Having discussed the cross-layer modeling and architectural approach of the CCC project, this section illustrates these methods by means of an example. For this purpose, we have a look at the integration of an automotive subsystem that performs lateral and longitudinal guidance of a road vehicle. Lateral guidance primarily uses the yaw rate provided by an inertial navigation system (INS) in order to control and correct the steering and ensure stability of the vehicle. Optionally, it also uses a reference trajectory calculated by a camera-based lane detection as a secondary input. Longitudinal guidance controls the vehicle speed based on the measured acceleration which is provided by the INS based on accelerometers and wheel-speed sensors. As an optional secondary input, it uses radar-based distance detection that implements an adaptive cruise control (ACC).

Due to the similarity in their sensor usage, both functions are typically implemented in the same subsystem. From the CCC perspective, we suppose that both functions have been developed independently, e.g., by using software-engineering techniques such as interface- or service-based design. However, as lateral guidance can be considered more critical than longitudinal guidance [55], we must show independence of both functions in the scope of an automated model-based integration process. Furthermore, we must also show their independence from other functions that share or connect to the vehicle platform, e.g., infotainment, navigation, etc. In the remainder of this section, we give a more detailed account of how this can be achieved by cross-layer dependency analysis. We specifically focus on timing dependencies for brevity, however, handling other dependencies, especially physical ones, follows the same principle.

Objective A: Please list every sensor or sensing system that the vehicle guidance passage above names as a source of input for lateral or longitudinal guidance.
Objective B: Write the next paragraph of the vehicle guidance passage above, picking up after its final sentence.

Given data:
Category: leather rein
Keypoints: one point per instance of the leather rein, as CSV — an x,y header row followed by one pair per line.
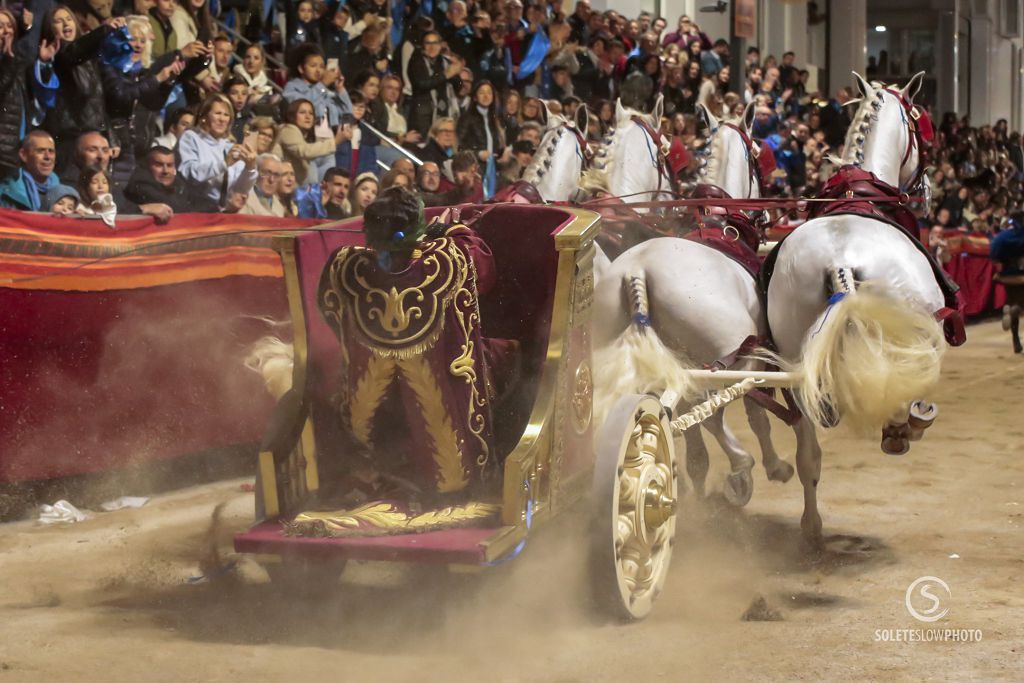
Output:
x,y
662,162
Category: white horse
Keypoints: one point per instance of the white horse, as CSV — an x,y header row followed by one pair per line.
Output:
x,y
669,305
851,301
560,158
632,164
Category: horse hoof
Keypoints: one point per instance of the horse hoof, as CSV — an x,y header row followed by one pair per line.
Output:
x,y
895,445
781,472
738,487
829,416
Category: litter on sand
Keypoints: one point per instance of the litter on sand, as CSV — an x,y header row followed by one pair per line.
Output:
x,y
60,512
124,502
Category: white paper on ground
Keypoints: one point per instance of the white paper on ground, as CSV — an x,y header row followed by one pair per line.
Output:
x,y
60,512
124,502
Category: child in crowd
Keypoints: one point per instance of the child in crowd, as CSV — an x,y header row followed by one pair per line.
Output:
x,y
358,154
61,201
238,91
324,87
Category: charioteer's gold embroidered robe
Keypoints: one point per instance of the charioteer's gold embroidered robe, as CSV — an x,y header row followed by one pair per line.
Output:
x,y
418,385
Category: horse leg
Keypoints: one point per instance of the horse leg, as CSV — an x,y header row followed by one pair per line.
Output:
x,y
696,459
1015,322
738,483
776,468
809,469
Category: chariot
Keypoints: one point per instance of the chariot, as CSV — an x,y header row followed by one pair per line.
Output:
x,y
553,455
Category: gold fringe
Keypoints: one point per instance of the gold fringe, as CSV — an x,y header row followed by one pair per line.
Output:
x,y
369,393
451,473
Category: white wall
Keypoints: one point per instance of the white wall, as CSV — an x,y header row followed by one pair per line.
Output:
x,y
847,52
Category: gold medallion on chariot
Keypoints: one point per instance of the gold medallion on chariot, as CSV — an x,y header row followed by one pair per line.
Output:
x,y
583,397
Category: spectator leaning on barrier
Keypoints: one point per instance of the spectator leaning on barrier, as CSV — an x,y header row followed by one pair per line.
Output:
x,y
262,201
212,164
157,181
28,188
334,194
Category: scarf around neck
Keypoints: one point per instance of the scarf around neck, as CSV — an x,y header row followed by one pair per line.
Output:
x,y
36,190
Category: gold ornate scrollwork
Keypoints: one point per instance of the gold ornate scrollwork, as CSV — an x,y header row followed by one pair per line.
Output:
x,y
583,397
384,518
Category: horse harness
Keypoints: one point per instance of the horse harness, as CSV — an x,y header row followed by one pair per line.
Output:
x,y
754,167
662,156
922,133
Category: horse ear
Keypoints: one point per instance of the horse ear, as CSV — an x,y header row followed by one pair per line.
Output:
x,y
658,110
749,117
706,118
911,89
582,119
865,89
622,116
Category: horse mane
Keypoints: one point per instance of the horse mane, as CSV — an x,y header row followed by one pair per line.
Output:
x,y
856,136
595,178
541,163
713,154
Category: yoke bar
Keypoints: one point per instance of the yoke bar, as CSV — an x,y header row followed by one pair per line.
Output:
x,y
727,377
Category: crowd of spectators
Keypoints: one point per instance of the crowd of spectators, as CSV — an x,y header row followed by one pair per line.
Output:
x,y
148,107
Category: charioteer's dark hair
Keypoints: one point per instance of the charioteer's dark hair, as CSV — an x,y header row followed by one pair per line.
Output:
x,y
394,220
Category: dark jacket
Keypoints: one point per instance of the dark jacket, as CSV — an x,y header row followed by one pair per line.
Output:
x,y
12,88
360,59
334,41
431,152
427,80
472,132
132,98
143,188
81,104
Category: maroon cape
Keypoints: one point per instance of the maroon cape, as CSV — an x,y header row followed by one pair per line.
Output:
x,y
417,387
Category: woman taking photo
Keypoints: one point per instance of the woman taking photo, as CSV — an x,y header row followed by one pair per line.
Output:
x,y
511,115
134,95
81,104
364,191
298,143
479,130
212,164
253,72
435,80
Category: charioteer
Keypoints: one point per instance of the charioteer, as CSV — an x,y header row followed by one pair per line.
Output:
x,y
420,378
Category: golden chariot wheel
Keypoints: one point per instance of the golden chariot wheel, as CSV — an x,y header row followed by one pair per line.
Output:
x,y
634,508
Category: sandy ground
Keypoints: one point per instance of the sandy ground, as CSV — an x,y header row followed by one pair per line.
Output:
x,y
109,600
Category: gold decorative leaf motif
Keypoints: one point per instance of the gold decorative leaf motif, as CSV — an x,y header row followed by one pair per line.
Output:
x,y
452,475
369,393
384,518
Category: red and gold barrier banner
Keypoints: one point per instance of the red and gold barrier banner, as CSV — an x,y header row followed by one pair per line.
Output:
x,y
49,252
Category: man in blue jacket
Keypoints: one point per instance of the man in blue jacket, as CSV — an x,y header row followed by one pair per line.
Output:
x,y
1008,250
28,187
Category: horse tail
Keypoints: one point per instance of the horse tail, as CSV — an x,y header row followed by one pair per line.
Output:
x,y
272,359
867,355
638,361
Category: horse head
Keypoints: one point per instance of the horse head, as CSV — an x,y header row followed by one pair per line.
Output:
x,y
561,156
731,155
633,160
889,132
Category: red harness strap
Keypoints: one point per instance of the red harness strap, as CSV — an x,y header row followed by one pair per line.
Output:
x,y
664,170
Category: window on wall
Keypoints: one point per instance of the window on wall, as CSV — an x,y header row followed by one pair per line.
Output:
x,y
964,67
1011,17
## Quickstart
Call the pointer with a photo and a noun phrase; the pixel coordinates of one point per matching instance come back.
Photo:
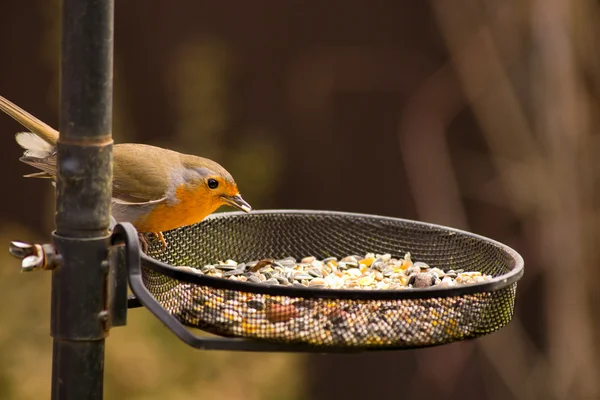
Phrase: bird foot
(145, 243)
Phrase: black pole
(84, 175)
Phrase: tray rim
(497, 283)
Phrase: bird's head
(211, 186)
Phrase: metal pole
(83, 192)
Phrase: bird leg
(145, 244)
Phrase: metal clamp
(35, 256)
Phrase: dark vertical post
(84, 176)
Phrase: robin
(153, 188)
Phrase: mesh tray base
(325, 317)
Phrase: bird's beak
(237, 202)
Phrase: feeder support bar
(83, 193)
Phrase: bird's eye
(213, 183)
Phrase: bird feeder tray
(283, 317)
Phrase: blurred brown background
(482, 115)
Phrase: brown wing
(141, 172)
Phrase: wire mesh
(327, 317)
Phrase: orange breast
---
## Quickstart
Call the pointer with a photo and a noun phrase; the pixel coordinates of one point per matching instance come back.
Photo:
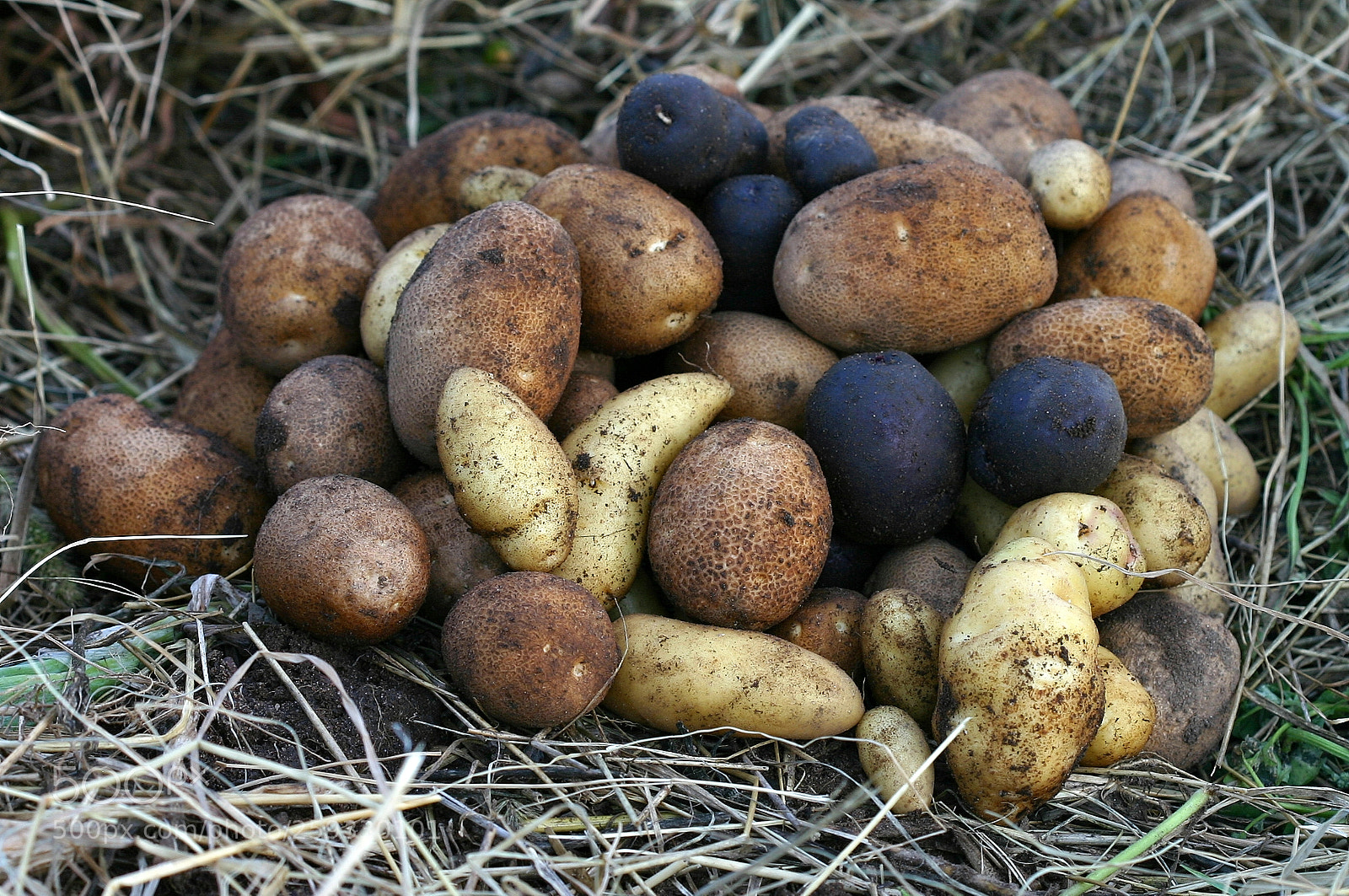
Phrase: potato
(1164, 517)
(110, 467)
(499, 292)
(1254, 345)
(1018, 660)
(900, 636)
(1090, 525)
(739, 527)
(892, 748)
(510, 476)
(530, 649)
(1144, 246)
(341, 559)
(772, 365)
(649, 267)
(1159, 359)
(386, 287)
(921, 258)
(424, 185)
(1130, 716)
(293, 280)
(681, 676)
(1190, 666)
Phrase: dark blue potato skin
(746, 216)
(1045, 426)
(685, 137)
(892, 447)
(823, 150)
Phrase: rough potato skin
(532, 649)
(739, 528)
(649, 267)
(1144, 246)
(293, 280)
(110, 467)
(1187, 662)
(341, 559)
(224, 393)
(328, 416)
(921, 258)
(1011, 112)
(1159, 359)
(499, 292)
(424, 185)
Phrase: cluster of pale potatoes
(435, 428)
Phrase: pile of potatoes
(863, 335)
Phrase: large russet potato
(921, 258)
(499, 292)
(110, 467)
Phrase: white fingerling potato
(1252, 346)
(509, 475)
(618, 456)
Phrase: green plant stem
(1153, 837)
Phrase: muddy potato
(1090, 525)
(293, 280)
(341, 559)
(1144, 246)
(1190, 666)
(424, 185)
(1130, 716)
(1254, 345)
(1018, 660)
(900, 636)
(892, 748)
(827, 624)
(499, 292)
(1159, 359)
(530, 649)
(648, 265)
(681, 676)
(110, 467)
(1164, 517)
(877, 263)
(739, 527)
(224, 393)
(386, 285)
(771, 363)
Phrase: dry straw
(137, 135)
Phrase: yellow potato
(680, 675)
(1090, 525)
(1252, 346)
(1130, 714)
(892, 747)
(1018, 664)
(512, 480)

Task answer A:
- Inertial navigation system (INS)
- Camera-based lane detection
- Accelerometers
- Wheel-speed sensors
- Radar-based distance detection

Task answer B:
1) Subsystem Setup and Implementation:

The conceptual software and hardware architecture for the subsystem is illustrated in Fig. 5. It shows the distributed implementation on two electronic control units (ECUs), a switched Ethernet network, and dedicated camera and radar modules; other components (software as well as hardware) of the vehicle platform are omitted for simplicity. The INS is implemented by three sensor components (red)—i.e., Gyro., Accel., and WheelSpeed —and the INS component. The Gyro. component performs sensor fusion of three gyroscopes for yaw, pitch and roll, while the Accel. component fusions the readings for three accelerometers in x, y, and y orientation. Further, the WheelSpeed component processes readings from the vehicle’s wheel-speed sensors into current speed and acceleration. Resulting values from the three sensor components are reported to the INS component and aggregated. It subsequently provides the current angular velocity and linear acceleration as distinct services. The subscribed clients (Lat. and Long.) are notified whenever new values are available. Note that the gyroscopes are sampled with a much higher frequency than the accelerometers and wheel-speed sensors as the latter two are more precise and less affected by drift. A camera sends raw image data to ECU2 over the network. Similarly, the radar performs object recognition and also transmits the results to ECU2. On ECU2, trajectory calculation and ACC are performed based on the data received over the network, which is interfaced by the NIC (network interface controller) component. The results are periodically sent to ECU1.

Fig. 5.

Software/hardware architecture of the INS example with lateral and longitudinal guidance consisting of several interacting software components that execute on networked hardware components (ECU1, ECU2, CAM, RADAR).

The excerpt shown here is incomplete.